| DATA FOR PROCESSING |
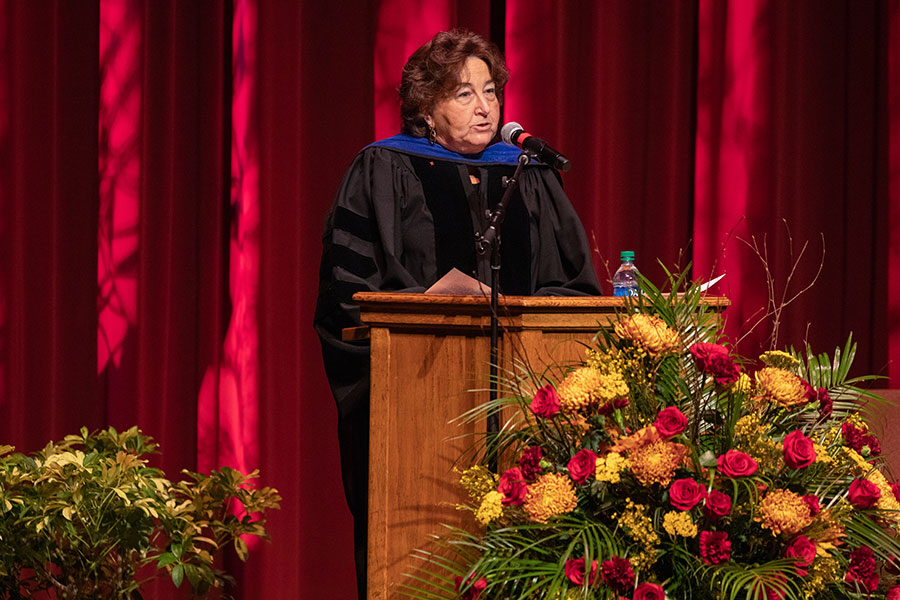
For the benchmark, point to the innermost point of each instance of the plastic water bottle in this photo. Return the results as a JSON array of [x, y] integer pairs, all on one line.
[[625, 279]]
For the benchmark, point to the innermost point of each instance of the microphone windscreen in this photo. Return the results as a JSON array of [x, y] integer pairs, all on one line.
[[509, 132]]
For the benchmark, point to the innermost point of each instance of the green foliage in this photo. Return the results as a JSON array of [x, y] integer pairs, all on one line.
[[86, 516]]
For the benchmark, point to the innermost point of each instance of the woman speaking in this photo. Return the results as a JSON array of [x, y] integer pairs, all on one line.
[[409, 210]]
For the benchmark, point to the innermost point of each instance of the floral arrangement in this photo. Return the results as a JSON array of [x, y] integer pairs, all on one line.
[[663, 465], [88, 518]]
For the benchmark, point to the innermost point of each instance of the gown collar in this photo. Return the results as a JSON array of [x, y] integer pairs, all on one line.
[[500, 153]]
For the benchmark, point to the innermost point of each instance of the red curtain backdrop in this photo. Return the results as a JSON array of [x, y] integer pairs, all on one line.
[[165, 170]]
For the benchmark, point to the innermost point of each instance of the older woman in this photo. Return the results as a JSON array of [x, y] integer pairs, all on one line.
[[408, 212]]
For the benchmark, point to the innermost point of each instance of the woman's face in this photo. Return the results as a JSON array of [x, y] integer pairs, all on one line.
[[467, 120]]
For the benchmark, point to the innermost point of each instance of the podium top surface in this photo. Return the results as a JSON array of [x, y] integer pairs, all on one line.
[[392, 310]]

==

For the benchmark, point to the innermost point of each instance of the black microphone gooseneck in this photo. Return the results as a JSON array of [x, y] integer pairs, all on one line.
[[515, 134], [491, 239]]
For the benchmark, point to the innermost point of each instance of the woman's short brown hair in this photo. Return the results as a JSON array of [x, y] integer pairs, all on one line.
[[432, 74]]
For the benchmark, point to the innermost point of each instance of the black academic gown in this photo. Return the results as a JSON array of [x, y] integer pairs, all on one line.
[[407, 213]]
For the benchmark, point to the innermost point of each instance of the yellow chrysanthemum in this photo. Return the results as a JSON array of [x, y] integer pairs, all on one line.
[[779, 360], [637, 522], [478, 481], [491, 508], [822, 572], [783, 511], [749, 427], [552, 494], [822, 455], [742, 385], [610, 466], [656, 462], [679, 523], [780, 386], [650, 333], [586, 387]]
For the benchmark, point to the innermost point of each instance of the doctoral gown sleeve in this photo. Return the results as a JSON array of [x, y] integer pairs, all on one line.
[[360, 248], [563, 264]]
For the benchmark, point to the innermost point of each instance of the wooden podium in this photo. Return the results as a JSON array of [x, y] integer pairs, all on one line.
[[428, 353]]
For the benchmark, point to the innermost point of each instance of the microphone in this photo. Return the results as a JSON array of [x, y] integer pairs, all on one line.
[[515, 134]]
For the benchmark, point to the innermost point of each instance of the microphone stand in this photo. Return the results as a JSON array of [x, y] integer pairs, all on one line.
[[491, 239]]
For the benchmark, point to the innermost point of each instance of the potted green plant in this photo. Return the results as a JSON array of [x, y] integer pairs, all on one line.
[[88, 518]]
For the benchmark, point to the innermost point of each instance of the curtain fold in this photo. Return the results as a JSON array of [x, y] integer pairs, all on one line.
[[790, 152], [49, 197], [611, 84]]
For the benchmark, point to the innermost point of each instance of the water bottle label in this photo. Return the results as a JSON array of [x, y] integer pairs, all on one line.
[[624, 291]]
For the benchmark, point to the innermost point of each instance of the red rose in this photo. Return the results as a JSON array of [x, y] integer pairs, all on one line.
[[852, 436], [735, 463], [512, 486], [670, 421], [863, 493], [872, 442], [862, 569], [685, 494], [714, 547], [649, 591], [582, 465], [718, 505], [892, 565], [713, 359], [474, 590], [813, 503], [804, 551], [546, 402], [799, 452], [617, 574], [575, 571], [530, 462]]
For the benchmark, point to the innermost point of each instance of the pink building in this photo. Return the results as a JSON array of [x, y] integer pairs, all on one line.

| WHAT THE EXERCISE ASKS |
Starting at the line that contains "of the plastic" and ending after the line that contains "[[625, 279]]", write out those records again with their requests, increasing every coordinate in the answers by 40. Give only those lines.

| SOLUTION TO THE PROBLEM |
For the benchmark, point to the innermost point of each instance of the plastic water bottle in this photo. Return the results as a JSON array of [x, y] integer pairs, all on one line.
[[665, 319]]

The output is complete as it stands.